Reproduce every line of the data below character for character, with the pictures left out of your answer.

═══ Data listing

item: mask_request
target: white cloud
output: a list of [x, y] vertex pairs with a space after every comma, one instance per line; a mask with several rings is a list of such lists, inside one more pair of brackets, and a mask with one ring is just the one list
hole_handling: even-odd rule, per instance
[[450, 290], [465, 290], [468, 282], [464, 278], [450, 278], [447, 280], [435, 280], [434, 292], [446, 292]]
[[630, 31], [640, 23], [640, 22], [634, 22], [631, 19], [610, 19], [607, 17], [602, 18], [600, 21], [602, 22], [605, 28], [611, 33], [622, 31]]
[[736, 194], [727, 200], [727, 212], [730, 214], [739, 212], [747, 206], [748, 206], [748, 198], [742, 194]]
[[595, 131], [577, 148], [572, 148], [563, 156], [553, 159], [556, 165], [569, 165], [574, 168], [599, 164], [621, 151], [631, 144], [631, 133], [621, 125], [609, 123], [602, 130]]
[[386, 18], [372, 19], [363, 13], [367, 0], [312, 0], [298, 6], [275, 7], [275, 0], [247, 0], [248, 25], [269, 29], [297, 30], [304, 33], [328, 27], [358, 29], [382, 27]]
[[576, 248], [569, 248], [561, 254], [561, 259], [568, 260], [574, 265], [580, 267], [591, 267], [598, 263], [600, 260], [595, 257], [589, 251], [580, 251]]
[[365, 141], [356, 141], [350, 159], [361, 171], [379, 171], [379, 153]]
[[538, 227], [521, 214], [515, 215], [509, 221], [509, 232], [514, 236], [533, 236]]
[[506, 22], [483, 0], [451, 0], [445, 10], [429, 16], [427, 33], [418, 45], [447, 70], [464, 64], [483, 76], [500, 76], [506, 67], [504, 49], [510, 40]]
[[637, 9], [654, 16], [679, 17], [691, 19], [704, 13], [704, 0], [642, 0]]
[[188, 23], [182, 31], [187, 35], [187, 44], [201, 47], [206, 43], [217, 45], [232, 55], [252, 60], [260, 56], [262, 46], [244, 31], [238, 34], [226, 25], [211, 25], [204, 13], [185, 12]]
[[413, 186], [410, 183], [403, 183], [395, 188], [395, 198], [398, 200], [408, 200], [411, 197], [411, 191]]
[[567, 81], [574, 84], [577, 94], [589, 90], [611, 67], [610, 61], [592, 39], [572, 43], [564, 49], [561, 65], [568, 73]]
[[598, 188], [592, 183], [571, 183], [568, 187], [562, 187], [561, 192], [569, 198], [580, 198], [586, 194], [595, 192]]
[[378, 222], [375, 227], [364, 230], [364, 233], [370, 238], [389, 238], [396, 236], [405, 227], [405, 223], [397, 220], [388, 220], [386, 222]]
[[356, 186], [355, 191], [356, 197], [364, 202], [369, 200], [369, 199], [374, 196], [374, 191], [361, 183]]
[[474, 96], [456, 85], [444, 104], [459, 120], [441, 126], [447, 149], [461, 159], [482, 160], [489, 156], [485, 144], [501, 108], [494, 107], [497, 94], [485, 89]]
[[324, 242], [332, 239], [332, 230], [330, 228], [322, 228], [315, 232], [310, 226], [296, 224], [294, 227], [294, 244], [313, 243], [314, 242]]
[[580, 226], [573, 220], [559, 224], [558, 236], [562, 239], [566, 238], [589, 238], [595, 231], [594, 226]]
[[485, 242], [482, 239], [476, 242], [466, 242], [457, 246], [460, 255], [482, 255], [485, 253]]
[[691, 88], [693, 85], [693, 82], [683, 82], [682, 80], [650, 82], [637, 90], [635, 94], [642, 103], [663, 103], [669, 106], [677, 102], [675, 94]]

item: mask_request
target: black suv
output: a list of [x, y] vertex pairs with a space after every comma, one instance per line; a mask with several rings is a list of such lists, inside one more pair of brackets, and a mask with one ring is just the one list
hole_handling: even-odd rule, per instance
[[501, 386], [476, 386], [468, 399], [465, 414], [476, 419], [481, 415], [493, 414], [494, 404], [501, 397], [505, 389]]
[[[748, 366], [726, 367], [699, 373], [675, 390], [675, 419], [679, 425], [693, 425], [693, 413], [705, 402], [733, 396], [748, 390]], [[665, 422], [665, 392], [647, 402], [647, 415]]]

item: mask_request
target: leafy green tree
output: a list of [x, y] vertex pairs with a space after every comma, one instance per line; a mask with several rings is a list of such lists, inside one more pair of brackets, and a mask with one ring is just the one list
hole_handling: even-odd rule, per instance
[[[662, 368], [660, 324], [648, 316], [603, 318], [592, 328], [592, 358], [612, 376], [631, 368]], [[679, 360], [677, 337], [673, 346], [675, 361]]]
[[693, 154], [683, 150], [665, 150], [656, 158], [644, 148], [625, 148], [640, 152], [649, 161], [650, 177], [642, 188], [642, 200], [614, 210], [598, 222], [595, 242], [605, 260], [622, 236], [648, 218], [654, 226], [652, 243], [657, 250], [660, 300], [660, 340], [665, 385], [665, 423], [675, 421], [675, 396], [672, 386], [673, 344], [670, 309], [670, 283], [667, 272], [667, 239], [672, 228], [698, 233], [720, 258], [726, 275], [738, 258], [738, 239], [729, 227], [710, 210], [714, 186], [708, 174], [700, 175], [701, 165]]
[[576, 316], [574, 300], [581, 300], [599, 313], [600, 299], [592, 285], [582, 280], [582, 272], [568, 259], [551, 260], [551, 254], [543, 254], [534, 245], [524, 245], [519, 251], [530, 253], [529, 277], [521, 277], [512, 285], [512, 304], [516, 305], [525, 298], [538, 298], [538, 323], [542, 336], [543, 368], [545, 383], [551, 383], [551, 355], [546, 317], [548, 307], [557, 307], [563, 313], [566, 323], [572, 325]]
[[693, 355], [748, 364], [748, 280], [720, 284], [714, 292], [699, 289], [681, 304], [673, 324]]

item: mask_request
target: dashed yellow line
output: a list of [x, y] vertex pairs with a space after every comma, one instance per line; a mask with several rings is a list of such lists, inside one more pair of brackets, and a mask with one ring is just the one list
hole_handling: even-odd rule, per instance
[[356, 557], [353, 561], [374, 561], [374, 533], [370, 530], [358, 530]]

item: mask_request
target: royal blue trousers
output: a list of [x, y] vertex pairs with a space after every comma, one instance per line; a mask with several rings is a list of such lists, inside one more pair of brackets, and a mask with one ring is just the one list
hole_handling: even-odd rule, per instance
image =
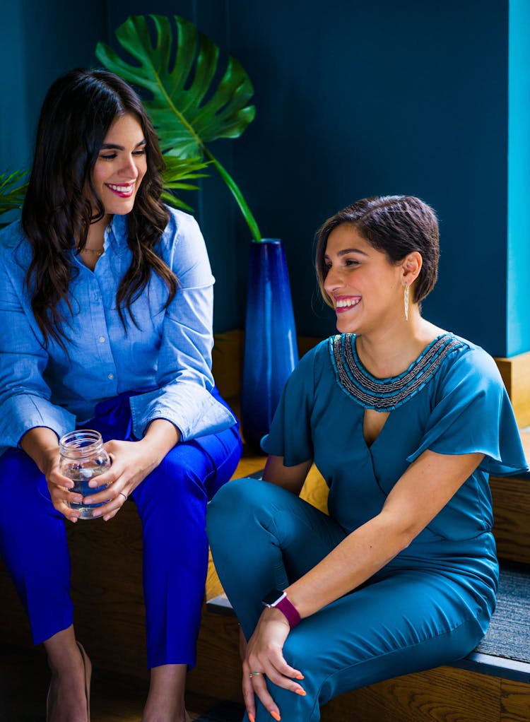
[[[96, 417], [82, 425], [100, 431], [105, 440], [134, 440], [131, 426], [128, 394], [100, 404]], [[149, 668], [195, 664], [208, 565], [207, 504], [230, 479], [240, 456], [237, 425], [178, 444], [131, 495], [143, 527]], [[53, 508], [44, 476], [20, 449], [0, 457], [0, 554], [34, 643], [69, 627], [73, 605], [64, 517]]]
[[[347, 534], [295, 495], [255, 479], [220, 490], [208, 505], [207, 530], [216, 570], [247, 639], [263, 597], [300, 578]], [[304, 675], [307, 694], [267, 680], [282, 720], [316, 722], [321, 705], [343, 692], [449, 664], [474, 648], [490, 612], [480, 593], [461, 583], [465, 560], [461, 570], [452, 569], [438, 552], [396, 557], [290, 631], [284, 656]], [[256, 701], [256, 722], [272, 721]]]

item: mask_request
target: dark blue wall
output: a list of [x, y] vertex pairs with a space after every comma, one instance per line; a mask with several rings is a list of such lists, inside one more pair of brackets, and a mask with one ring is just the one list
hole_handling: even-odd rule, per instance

══════

## Answer below:
item: mask_request
target: white cloud
output: a list of [x, y] vertex pairs with a space after every comma, one instance per line; a mask with several rings is a list of such lists, inside one more pair of brackets, and a mask with one ring is just the one list
hole_handling: even-odd rule, per instance
[[450, 290], [465, 290], [468, 282], [464, 278], [450, 278], [447, 280], [435, 280], [434, 292], [446, 292]]
[[630, 31], [640, 23], [640, 22], [634, 22], [631, 19], [610, 19], [607, 17], [602, 18], [600, 21], [602, 22], [605, 28], [611, 33], [622, 31]]
[[736, 194], [727, 200], [727, 212], [730, 214], [739, 212], [747, 206], [748, 206], [748, 198], [742, 194]]
[[595, 131], [577, 148], [572, 148], [563, 156], [553, 159], [556, 165], [569, 165], [574, 168], [599, 164], [621, 151], [631, 144], [631, 133], [621, 125], [609, 123], [602, 130]]
[[386, 18], [372, 19], [363, 13], [367, 0], [312, 0], [298, 6], [275, 7], [275, 0], [247, 0], [248, 25], [269, 29], [297, 30], [304, 33], [328, 27], [358, 29], [382, 27]]
[[576, 248], [569, 248], [561, 254], [561, 259], [568, 260], [574, 265], [580, 267], [591, 267], [598, 263], [600, 260], [595, 257], [589, 251], [580, 251]]
[[365, 141], [356, 141], [350, 159], [361, 171], [379, 171], [379, 153]]
[[538, 227], [521, 214], [515, 215], [509, 221], [509, 232], [514, 236], [533, 236]]
[[506, 22], [483, 0], [451, 0], [445, 10], [429, 16], [427, 33], [418, 45], [447, 70], [464, 64], [483, 76], [500, 76], [506, 67], [504, 49], [510, 40]]
[[637, 9], [654, 16], [679, 17], [691, 19], [704, 13], [704, 0], [642, 0]]
[[188, 23], [182, 31], [187, 35], [187, 44], [201, 47], [206, 43], [217, 45], [232, 55], [252, 60], [260, 56], [262, 46], [244, 31], [238, 34], [226, 25], [211, 25], [204, 13], [185, 12]]
[[413, 186], [410, 183], [403, 183], [395, 188], [395, 198], [398, 200], [408, 200], [411, 197], [411, 191]]
[[567, 81], [574, 84], [577, 94], [589, 90], [611, 67], [610, 61], [592, 39], [572, 43], [564, 49], [561, 65], [568, 73]]
[[598, 188], [592, 183], [571, 183], [568, 187], [562, 187], [561, 192], [569, 198], [580, 198], [586, 194], [595, 192]]
[[378, 222], [375, 227], [364, 230], [364, 233], [370, 238], [389, 238], [396, 236], [405, 227], [405, 223], [397, 220], [388, 220], [386, 222]]
[[356, 186], [355, 191], [356, 197], [364, 202], [369, 200], [369, 199], [374, 196], [374, 191], [361, 183]]
[[474, 96], [456, 85], [444, 104], [459, 120], [441, 126], [447, 149], [461, 159], [482, 160], [489, 156], [485, 144], [501, 108], [494, 107], [497, 94], [485, 89]]
[[324, 242], [332, 239], [332, 230], [330, 228], [322, 228], [315, 232], [310, 226], [296, 224], [294, 227], [294, 244], [313, 243], [314, 242]]
[[580, 226], [573, 220], [559, 224], [558, 236], [562, 239], [566, 238], [589, 238], [595, 231], [594, 226]]
[[485, 242], [482, 239], [476, 242], [466, 242], [457, 246], [460, 255], [482, 255], [485, 253]]
[[691, 88], [693, 85], [693, 82], [683, 82], [682, 80], [650, 82], [637, 90], [635, 94], [642, 103], [663, 103], [669, 106], [677, 102], [675, 94]]

item: mask_request
target: black suv
output: a list of [x, y] vertex pairs with a space after every comma, one instance per line; a mask with several rings is a list of such lists, inside one more pair of brackets, and a mask with one ring is just the one list
hole_handling: even-odd rule, per instance
[[501, 386], [476, 386], [468, 399], [465, 414], [476, 419], [481, 415], [493, 414], [494, 404], [501, 397], [505, 389]]
[[[748, 366], [726, 367], [699, 373], [675, 390], [675, 419], [679, 425], [693, 425], [693, 413], [705, 402], [733, 396], [748, 390]], [[665, 422], [665, 392], [647, 402], [647, 415]]]

item: mask_request
target: leafy green tree
output: a list of [x, y] vertex pairs with a space after every comma, one instance per line; a mask with several rings is a list of such lists, inside one more pair of brackets, and a mask with one ring is just the one list
hole_handling: even-odd rule, per instance
[[[662, 368], [660, 324], [648, 316], [603, 318], [592, 328], [592, 358], [612, 376], [631, 368]], [[679, 360], [677, 337], [673, 346], [675, 361]]]
[[693, 154], [683, 150], [665, 150], [656, 158], [644, 148], [625, 148], [640, 152], [649, 161], [650, 177], [642, 188], [642, 200], [614, 210], [598, 222], [595, 242], [605, 260], [622, 236], [648, 218], [654, 226], [652, 243], [657, 250], [660, 300], [660, 340], [665, 385], [665, 423], [675, 421], [675, 396], [672, 386], [673, 344], [670, 309], [670, 283], [667, 272], [667, 239], [672, 228], [698, 233], [720, 258], [726, 275], [738, 258], [738, 239], [729, 227], [710, 210], [714, 186], [708, 174], [700, 175], [701, 165]]
[[576, 316], [574, 300], [581, 300], [599, 313], [600, 299], [592, 285], [582, 280], [582, 272], [568, 259], [551, 260], [551, 254], [543, 254], [534, 245], [524, 245], [519, 251], [530, 253], [529, 277], [521, 277], [512, 285], [512, 304], [516, 305], [525, 298], [538, 298], [538, 323], [542, 336], [543, 368], [545, 383], [551, 383], [551, 355], [546, 317], [548, 307], [557, 307], [563, 313], [566, 323], [572, 325]]
[[693, 355], [748, 364], [748, 280], [720, 284], [714, 292], [699, 289], [681, 304], [673, 324]]

item: mask_request
target: dashed yellow line
output: a list of [x, y] vertex pairs with a space after every comma, one instance per line; a mask with several rings is a list of such lists, inside one more pair of brackets, and a mask with one ring is just the one list
hole_handling: even-odd rule, per instance
[[356, 557], [353, 561], [374, 561], [374, 533], [370, 530], [358, 530]]

item: mask_request
target: royal blue trousers
output: a list of [x, y] vertex pairs with a space after every comma, one instance per line; a mask with several rings is a list of such lists, inside one more pair of brackets, and a mask with one ring is just the one list
hole_handling: even-odd rule, per instance
image =
[[[96, 417], [82, 425], [100, 431], [105, 440], [134, 440], [131, 426], [128, 394], [100, 404]], [[149, 668], [195, 664], [208, 565], [207, 504], [230, 479], [240, 456], [237, 425], [178, 444], [131, 495], [143, 527]], [[53, 508], [44, 476], [20, 449], [0, 457], [0, 554], [34, 643], [69, 627], [73, 605], [64, 517]]]
[[[347, 534], [295, 495], [255, 479], [220, 490], [208, 505], [207, 530], [216, 570], [247, 639], [263, 597], [300, 578]], [[304, 675], [307, 694], [267, 680], [282, 720], [316, 722], [321, 705], [343, 692], [449, 664], [474, 648], [490, 612], [480, 593], [461, 583], [465, 560], [461, 570], [452, 569], [438, 552], [396, 557], [290, 631], [284, 656]], [[256, 701], [256, 722], [272, 721]]]

item: mask_request
target: dark blue wall
output: a list of [x, y] vertex pairs with a space after every comma, one instance per line; a mask with several rings is a list of such lists, inside one more pair of brackets, and a mask with one ring is just the one list
hole_handling: even-odd rule, per instance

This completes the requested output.